**Stated task**
Rewrite the lines below, substituting "Mark one point for each instance" for every "Drop one point per instance" and changing nothing else.

**Records for this exercise**
━━━━━━
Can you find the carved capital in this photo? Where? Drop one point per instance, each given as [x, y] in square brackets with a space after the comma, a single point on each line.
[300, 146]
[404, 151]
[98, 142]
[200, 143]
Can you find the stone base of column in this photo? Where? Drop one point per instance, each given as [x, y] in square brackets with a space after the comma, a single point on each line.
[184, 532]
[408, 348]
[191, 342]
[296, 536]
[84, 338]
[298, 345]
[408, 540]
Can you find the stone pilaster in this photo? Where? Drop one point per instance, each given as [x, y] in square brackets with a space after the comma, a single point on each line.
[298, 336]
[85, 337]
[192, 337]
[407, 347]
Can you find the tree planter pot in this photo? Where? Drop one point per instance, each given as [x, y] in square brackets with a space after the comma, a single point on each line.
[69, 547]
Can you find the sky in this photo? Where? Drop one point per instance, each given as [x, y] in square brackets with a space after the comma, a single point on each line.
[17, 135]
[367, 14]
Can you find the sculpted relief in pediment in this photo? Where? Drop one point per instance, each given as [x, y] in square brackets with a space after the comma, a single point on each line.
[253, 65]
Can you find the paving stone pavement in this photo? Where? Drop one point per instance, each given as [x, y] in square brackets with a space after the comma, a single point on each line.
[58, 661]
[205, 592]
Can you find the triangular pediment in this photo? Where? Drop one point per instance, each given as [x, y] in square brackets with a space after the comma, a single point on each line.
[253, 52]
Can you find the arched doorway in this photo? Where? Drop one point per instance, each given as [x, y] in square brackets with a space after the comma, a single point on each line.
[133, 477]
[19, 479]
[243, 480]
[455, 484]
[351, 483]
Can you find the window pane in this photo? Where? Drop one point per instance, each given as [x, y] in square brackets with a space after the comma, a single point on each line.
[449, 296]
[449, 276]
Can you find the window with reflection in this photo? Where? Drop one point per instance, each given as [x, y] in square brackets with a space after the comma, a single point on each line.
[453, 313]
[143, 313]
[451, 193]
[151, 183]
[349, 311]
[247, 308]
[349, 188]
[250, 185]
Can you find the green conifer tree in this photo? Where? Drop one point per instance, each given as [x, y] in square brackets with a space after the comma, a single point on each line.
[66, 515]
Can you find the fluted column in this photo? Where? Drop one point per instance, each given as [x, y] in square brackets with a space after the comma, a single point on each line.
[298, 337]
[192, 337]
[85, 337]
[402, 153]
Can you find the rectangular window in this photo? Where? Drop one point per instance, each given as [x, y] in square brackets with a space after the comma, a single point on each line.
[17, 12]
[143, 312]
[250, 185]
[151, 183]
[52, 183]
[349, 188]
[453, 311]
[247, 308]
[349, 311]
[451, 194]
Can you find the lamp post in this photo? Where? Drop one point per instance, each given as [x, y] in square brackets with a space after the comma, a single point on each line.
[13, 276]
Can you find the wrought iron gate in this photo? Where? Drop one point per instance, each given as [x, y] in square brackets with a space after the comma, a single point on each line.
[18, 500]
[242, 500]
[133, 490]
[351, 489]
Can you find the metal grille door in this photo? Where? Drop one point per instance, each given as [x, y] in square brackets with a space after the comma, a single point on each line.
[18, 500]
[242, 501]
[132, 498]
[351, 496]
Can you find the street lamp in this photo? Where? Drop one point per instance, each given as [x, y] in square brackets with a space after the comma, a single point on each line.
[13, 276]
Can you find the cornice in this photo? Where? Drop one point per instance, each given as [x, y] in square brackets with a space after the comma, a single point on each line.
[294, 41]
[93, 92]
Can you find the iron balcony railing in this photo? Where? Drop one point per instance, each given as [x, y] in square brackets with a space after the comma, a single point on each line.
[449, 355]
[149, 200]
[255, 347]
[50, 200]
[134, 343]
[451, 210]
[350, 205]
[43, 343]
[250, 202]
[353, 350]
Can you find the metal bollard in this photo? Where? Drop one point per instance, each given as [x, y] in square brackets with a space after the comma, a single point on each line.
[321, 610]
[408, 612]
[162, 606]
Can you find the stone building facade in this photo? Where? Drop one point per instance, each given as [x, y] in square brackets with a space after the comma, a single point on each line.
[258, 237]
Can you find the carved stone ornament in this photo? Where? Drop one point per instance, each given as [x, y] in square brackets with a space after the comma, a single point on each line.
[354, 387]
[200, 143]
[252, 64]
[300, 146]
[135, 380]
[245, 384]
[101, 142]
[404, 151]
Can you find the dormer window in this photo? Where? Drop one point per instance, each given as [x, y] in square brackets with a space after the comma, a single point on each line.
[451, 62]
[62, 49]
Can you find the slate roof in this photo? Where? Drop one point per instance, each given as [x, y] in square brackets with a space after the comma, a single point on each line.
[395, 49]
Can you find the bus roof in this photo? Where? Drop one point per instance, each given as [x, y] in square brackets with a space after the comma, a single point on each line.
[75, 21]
━━━━━━
**Written response**
Can you find the carved capital in this photo? Where? Mark one point for each instance, each given as [x, y] in square brackets with a space after the comma, a single point on each line.
[300, 146]
[404, 151]
[98, 142]
[200, 143]
Can you find the stone base of column in this photo? Where? Mark one point for each instance, each given as [x, y] in square brackets with a space after the comma, a single point on each line.
[184, 532]
[408, 348]
[191, 342]
[296, 536]
[84, 338]
[298, 345]
[408, 540]
Can you find the stone pilaster in this photo? Where? Mark one point for each instance, each given as [x, y] in square brackets with a space after the comma, a single point on each line.
[298, 336]
[85, 337]
[192, 337]
[407, 347]
Can you find the tree planter pot in this photo? Where? Mark one point for each instance, each given as [x, y] in square brackets with a space after the comma, a single point on each line.
[69, 547]
Can you find the sky in this photo? Where? Mark one point for each instance, each given as [x, y] in square brackets with a space after the comma, a single point on each line.
[17, 135]
[367, 14]
Can you find the sculpted relief in pediment in this photo? Where? Mark one point for each instance, each given as [x, y] in square brackets with a space after the comma, a single point on each line.
[253, 65]
Can you find the paving stone pavement in this photo? Where? Mark one point for each instance, each given as [x, y] in square brackets with a space after the comma, a single point on each line.
[58, 661]
[205, 592]
Can you find the triangular pediment in this photo? Where? Mark one point for each instance, each given as [x, y] in square brackets with a space after the comma, a single point on each line.
[253, 52]
Can you find the arched doorway in this photo? Where? Mark one point for each instance, each given as [x, y] in square brackets with a space after the comma, a single point on each line.
[133, 477]
[19, 479]
[243, 480]
[455, 484]
[351, 483]
Can you find the window pane in this photo? Where? Mark one point for each instance, each given as [x, y] in square brackets with a space after the comma, a single point on each line.
[449, 296]
[449, 276]
Can you find the window with reflection in this photo? Where? Mark one point for each instance, each given as [x, y] in square brackets with a space after the comma, a single point on each line.
[453, 313]
[143, 313]
[451, 193]
[151, 183]
[349, 311]
[247, 308]
[349, 188]
[250, 185]
Can you find the green conifer tree in this photo? Where? Mark one point for each instance, each given as [x, y] in square brackets with a space after the comma, a single point on each line.
[66, 515]
Can you find the fluted column in this photo? Where? Mark one point for each instance, each given as [x, y] in square brackets with a space after the comma, a single point on each line.
[298, 337]
[192, 337]
[85, 337]
[402, 153]
Can you find the rectangular window in this photo? Where? Mark one point for each instance, each given as [x, y] in square brackets with a space after the comma, a single point on each line.
[17, 12]
[143, 312]
[250, 185]
[151, 183]
[52, 183]
[349, 188]
[453, 311]
[247, 308]
[349, 311]
[451, 194]
Can you find the lamp post in this photo? Where? Mark one point for each instance, each given as [x, y] in square brackets with a space after the comma, a single point on each line.
[13, 276]
Can you find the wrought iron gate in this photo? Where? Mark one point for each instance, each given as [x, y] in square brackets with a space after the comma, a single point on each line.
[18, 500]
[242, 500]
[133, 490]
[351, 489]
Can you find the metal grille door in this photo? Where? Mark one point for each instance, each given as [x, y] in square brackets with a space after the comma, a single point on each line.
[18, 500]
[242, 501]
[132, 498]
[351, 496]
Can you find the street lamp in this photo? Where? Mark one point for each instance, each given as [x, y] in square brackets with a space after the comma, a single point on each line.
[13, 276]
Can you find the cornice in this photo? Where? Mark one point for each instance, each given as [x, y] in square brackets with a space after the comma, a single point on each line.
[294, 41]
[93, 92]
Can you find the iron balcony railing in this photo? Where? Mark one point for each instance, each given as [x, y] in square brackets with a space after the comma, a single point on each line.
[449, 355]
[149, 200]
[255, 347]
[50, 200]
[134, 343]
[451, 210]
[350, 205]
[43, 343]
[250, 202]
[353, 350]
Can you find the metal bollard in this photo? Where? Mark one point for each instance, each given as [x, y] in square brackets with a space after the comma, a single point on each line.
[321, 610]
[408, 612]
[162, 606]
Can you find the stone building facade in this photo? Where? Mark one point for each instance, each given as [x, y] in square brackets with a space after the comma, a single point on each line.
[258, 237]
Can you find the carved stone ornament in this photo? Where? Mark one point for each instance, each given as [x, y] in square brackets with a space after the comma, a single point on each line.
[354, 387]
[200, 143]
[252, 64]
[300, 146]
[135, 380]
[245, 384]
[101, 142]
[404, 151]
Can you find the dormer window in this photo? Where? Mark one point for each instance, each given as [x, y] in square brackets with a space after the comma, a single point on each line.
[451, 62]
[62, 49]
Can you find the slate roof in this photo? Where? Mark one point for each instance, each given as [x, y] in square brackets with a space after the comma, a single point on each line.
[395, 49]
Can you find the bus roof in this photo? Where? Mark one point for each instance, each given as [x, y] in square brackets with a space after the comma, a single point on each line.
[75, 21]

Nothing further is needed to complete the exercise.